De membre du fan club à maillon fort d’Otentik Street Brothers (OSB), puis «général» pour les jeunes «soldats» qu’il encadre, Blakkayo a tracé sa route. Populaire en solo, il lui manque pourtant «enn lafors», celle d’OSB, «la base de tout». Le groupe remonte sur scène le samedi 3 septembre, après dix ans d’absence.

Que cachez-vous derrière ces lunettes de soleil qui ne vous quittent jamais ?

Mo éna enn mari gro problem. Mo pa kontan get dimounn dan lizié. Je suis gêné. Quand je porte des lunettes, personn pa bizin koné kot sa mo pé gété (sourire). C’est devenu mon style. Éna dimounn pa remark mwa san mo linet.

 

OSB remonte sur scène après dix ans. Vous avez fait une carrière solo et avez créé d’autres groupes. Aujourd’hui, qu’est-ce qu’OSB pour vous ?

 C’est Linzy (NdlR, Linzy Bacbotte) qui m’a appelé pour me demander ce que je pensais d’une réunion du groupe OSB. Cela m’a super intéressé. Nou finn tir boukou zenn dan mové simé. Nous les encouragions à faire de la musique. Depuis que nous ne sommes plus là, zot tou kouma dir inn perdi simé, sirtou avek sa bann sintétik ki pé déroulé la.

Seul, ces messages n’ont pas la même portée ?

 C’est vrai, j’ai continué le combat. Mais avec OSB, c’est autre chose. J’ai fait ce que j’ai pu. J’ai créé Solda Kas Bad et Solda + Mwadka pour rassembler encore plus de jeunes. OSB, c’est une grosse machine. Avec les concerts Reggae Donn Sa, on a eu 15 000 personnes.

 

Avec un tel palmarès, OSB se retrouve à fêter ses retrouvailles dans l’amphithéâtre de Mahébourg…

Péna baz, inn rodé partou. Linzy inn fer tou kalité démars. On voulait le stade Anjalay. Rien que pour le parking, le prix est exorbitant. Certains ont dit que notre public, c’est des fumeurs de gandia, pa pou kapav. Le ministère des Arts et de la culture n’a pas vraiment un lieu de concert. Le J&J Auditorium, sé pa so plas. On va à Mahébourg parce qu’on n’a pas le choix.

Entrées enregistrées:
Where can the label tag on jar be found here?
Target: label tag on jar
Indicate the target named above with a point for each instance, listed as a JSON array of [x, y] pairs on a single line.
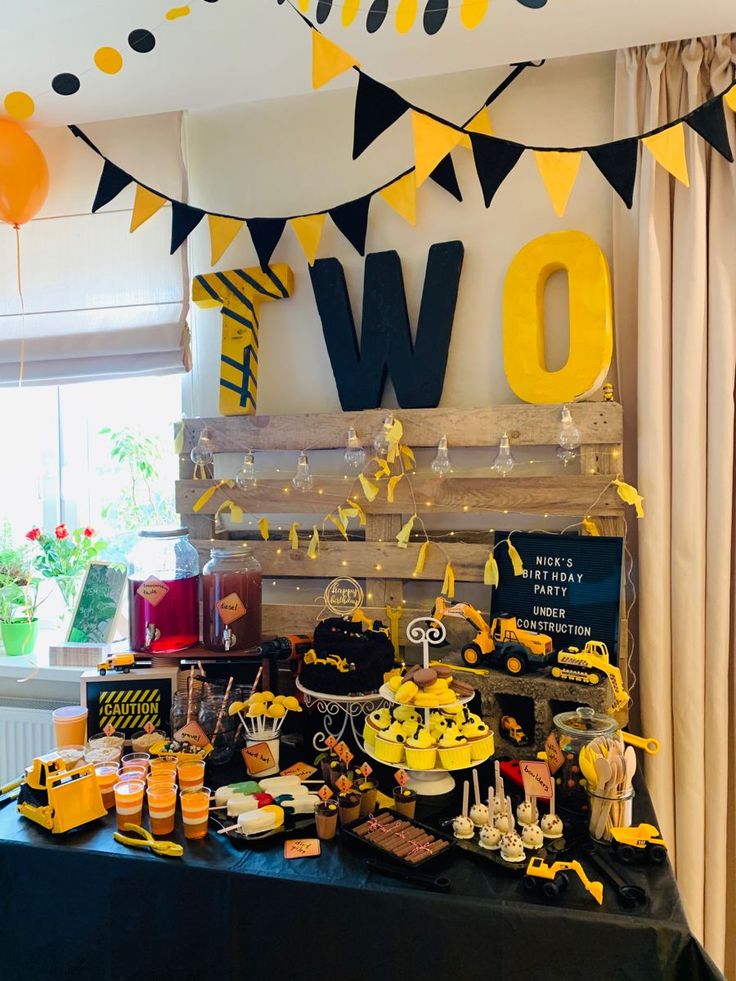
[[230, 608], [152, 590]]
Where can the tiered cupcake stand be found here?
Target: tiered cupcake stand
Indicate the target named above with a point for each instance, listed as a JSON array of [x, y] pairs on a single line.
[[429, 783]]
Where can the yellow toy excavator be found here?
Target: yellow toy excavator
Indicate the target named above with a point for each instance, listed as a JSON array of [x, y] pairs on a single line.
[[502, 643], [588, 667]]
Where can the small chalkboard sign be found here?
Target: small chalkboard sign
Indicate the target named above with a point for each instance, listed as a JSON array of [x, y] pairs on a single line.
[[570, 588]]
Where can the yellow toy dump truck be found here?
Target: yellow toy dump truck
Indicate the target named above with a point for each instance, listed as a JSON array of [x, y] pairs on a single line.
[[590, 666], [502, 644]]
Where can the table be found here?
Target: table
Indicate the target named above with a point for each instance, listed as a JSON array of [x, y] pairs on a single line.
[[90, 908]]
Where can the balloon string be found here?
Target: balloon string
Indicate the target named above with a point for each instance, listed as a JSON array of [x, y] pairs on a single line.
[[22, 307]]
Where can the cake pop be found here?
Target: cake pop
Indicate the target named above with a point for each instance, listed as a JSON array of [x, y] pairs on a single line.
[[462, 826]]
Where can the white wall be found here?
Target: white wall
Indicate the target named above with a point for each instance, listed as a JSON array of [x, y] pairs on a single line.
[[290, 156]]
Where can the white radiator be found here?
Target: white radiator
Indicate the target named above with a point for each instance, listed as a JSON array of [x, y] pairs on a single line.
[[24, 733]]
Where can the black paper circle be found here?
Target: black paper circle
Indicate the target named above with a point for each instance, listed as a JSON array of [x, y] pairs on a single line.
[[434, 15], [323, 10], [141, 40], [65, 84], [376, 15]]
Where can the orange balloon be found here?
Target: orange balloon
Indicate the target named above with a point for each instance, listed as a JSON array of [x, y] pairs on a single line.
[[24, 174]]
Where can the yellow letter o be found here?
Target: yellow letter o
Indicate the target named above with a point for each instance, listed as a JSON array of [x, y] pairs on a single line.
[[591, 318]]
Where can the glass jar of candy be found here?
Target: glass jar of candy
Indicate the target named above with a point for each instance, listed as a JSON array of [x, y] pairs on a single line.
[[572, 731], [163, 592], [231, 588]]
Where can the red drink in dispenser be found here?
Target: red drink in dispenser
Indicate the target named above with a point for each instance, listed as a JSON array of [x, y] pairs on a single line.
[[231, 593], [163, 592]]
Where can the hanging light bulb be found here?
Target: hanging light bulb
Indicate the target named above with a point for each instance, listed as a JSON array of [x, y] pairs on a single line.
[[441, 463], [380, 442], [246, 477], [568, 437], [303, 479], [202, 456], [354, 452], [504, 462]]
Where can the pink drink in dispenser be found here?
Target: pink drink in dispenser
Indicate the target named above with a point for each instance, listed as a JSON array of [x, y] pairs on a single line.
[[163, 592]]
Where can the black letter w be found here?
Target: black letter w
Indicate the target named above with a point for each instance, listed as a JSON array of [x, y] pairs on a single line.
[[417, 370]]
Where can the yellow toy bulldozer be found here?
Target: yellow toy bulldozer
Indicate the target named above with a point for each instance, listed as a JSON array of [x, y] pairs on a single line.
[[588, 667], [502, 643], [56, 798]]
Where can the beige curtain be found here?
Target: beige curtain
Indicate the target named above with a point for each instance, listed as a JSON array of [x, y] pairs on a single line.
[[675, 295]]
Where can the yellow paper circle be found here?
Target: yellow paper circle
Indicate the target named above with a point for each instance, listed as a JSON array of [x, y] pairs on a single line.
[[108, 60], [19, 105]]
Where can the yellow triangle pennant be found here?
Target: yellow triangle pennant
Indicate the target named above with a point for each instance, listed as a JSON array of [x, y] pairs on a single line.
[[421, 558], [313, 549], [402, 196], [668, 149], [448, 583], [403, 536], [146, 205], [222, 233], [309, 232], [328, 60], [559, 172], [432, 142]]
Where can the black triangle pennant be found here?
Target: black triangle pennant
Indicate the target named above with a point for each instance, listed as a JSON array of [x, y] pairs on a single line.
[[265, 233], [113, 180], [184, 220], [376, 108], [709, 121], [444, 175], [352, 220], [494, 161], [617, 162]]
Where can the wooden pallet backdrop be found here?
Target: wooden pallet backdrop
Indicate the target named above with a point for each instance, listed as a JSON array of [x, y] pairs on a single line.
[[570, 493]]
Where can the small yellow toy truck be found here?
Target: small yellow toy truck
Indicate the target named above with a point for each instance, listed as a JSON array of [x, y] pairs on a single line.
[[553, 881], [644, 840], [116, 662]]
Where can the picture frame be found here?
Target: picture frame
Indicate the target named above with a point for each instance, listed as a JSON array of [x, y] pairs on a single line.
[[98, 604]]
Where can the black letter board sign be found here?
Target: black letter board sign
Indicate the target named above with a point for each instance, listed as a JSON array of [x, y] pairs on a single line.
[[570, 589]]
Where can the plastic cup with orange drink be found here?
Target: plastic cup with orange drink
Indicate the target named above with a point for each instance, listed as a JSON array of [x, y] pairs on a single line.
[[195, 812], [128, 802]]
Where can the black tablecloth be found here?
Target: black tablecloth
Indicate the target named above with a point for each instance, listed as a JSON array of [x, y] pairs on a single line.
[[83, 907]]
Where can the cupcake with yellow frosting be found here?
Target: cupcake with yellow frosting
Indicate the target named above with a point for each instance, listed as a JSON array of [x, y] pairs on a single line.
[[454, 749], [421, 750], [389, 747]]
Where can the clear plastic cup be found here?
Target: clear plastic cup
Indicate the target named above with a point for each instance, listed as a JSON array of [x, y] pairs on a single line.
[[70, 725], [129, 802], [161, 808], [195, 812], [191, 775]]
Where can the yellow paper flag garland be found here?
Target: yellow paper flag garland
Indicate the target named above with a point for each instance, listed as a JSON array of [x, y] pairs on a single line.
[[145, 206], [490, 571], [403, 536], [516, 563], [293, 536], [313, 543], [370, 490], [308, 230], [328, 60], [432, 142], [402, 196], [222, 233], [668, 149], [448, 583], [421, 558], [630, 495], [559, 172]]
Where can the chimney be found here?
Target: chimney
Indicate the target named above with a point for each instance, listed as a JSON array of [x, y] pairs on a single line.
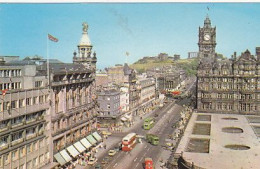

CONSIGNE
D'après l'entretien, pourquoi OSB fête-t-il ses retrouvailles dans l'amphithéâtre de Mahébourg ? Répondez en une à trois phrases. Ce matériel provient d'une autre source.

RÉPONSE ATTENDUE
Le groupe va à Mahébourg parce qu'il n'a pas le choix. Au stade Anjalay, qu'il voulait, le prix rien que pour le parking était exorbitant, et certains ont dit que son public était fait de fumeurs de gandia. Le ministère des Arts et de la culture n'a pas vraiment de lieu de concert, et le J&J Auditorium n'est pas sa place.